* **What you have to do**
State how many lines in the records below contain the string "floral", treating uppercase and lowercase as distinct. Give only the number.

[Begin Data excerpts]

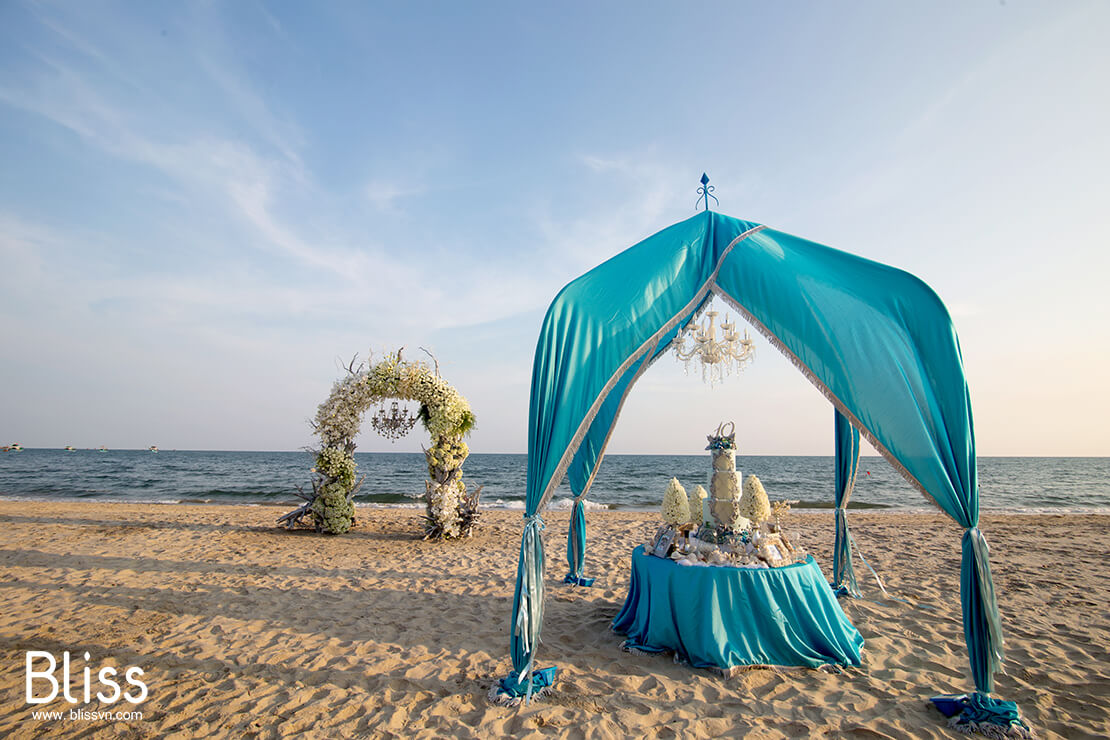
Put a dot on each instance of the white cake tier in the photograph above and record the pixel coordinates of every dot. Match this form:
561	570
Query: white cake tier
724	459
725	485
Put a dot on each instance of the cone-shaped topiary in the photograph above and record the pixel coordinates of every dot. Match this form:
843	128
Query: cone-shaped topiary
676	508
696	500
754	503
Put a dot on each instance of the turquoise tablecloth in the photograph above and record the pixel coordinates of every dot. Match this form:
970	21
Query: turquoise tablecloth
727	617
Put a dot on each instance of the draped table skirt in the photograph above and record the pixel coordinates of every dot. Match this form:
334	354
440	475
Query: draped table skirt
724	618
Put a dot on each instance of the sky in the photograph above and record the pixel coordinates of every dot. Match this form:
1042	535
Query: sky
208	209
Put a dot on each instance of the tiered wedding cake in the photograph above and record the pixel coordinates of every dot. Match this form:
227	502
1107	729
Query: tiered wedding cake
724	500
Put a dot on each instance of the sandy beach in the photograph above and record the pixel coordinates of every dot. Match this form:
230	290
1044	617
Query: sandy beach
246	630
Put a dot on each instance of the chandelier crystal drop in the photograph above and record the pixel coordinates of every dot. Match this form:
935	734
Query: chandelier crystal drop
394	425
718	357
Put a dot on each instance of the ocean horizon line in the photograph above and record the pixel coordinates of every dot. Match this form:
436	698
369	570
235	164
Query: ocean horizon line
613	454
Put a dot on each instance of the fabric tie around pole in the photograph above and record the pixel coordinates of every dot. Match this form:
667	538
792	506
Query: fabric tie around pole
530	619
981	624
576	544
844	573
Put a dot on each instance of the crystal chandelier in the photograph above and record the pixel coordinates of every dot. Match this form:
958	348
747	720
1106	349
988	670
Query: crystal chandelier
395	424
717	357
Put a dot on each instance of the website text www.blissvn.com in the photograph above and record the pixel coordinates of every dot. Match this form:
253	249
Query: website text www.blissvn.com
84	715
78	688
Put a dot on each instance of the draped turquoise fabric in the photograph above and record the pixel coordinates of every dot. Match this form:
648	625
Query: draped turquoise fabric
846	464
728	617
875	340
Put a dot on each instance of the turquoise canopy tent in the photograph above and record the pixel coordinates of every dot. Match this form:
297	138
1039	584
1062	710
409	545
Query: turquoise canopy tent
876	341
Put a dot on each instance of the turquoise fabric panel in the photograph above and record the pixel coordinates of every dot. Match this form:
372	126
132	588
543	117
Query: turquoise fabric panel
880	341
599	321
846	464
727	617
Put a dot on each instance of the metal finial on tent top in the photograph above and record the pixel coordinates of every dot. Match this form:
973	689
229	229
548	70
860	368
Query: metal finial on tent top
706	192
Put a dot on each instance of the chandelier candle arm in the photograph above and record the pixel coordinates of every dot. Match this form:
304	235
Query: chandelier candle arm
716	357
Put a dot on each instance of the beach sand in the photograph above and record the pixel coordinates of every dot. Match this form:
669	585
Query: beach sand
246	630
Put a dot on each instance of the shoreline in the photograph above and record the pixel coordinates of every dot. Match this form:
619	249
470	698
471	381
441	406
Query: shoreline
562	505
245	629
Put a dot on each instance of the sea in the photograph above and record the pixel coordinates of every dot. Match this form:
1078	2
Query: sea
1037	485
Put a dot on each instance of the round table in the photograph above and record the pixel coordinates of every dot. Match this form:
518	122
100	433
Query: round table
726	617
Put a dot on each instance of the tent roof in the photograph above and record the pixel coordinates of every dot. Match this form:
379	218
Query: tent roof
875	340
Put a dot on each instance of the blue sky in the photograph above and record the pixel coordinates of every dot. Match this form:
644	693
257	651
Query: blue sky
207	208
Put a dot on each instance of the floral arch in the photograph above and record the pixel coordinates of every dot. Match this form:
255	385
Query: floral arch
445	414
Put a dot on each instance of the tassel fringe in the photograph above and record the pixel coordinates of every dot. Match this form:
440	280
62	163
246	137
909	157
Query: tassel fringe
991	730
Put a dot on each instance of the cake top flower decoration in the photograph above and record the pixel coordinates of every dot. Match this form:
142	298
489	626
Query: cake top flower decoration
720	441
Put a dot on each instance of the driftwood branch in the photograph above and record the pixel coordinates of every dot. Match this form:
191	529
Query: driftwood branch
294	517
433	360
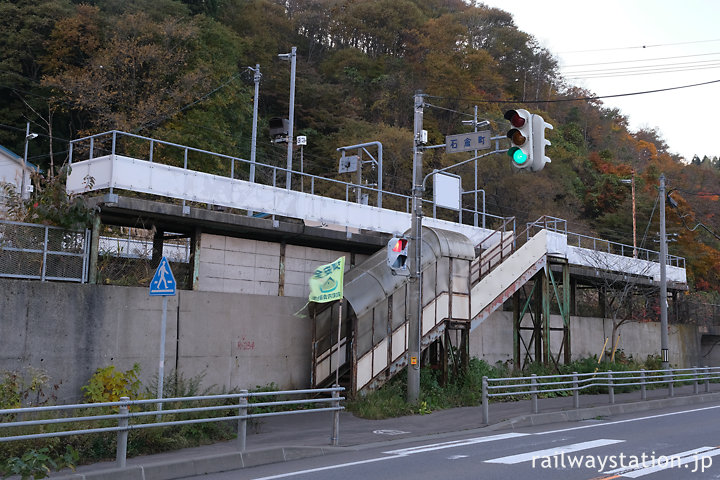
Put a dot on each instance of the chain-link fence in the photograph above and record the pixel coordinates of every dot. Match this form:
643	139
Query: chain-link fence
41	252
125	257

[End Data excerpts]
[Begin Data excerpts]

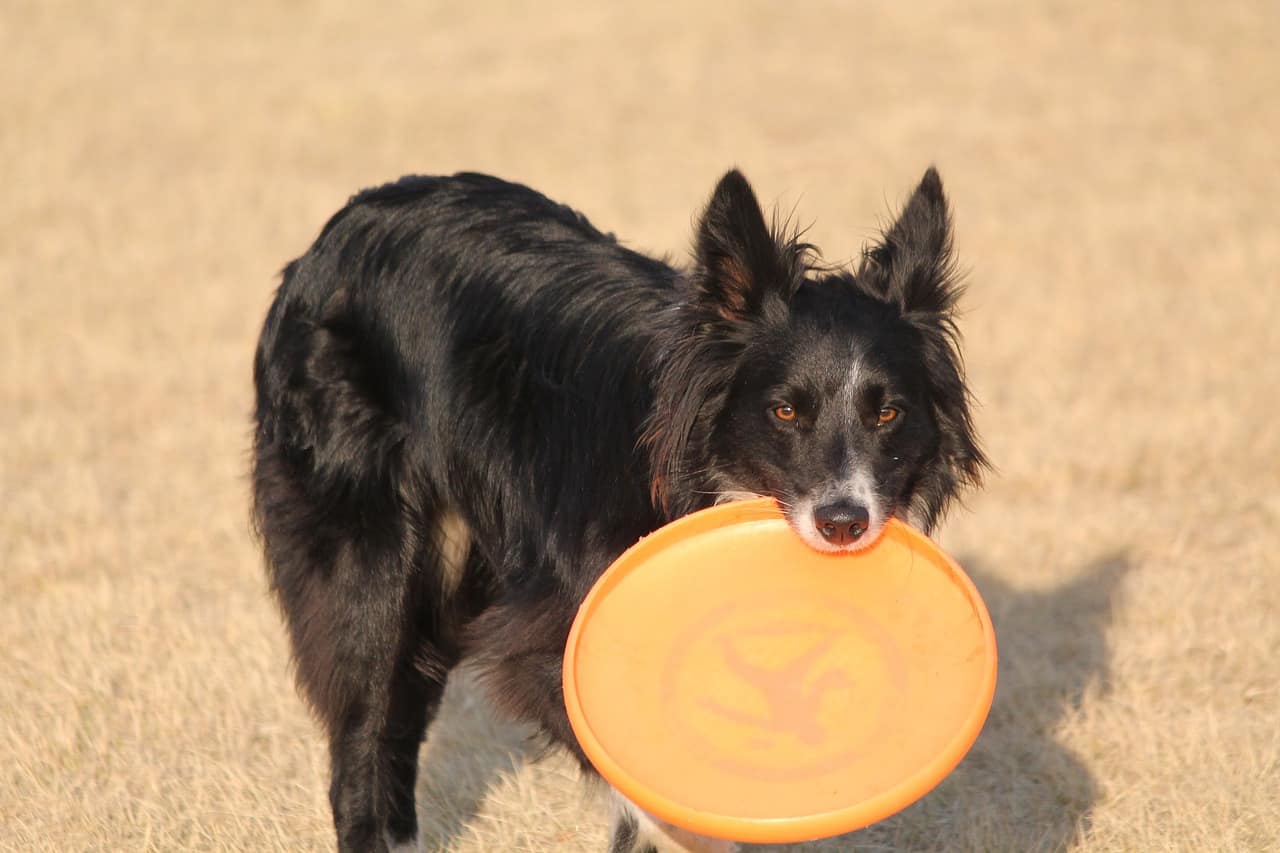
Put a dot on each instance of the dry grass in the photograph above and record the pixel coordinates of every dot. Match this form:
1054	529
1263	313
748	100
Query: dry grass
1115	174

[End Data excerpts]

* **Reply**
2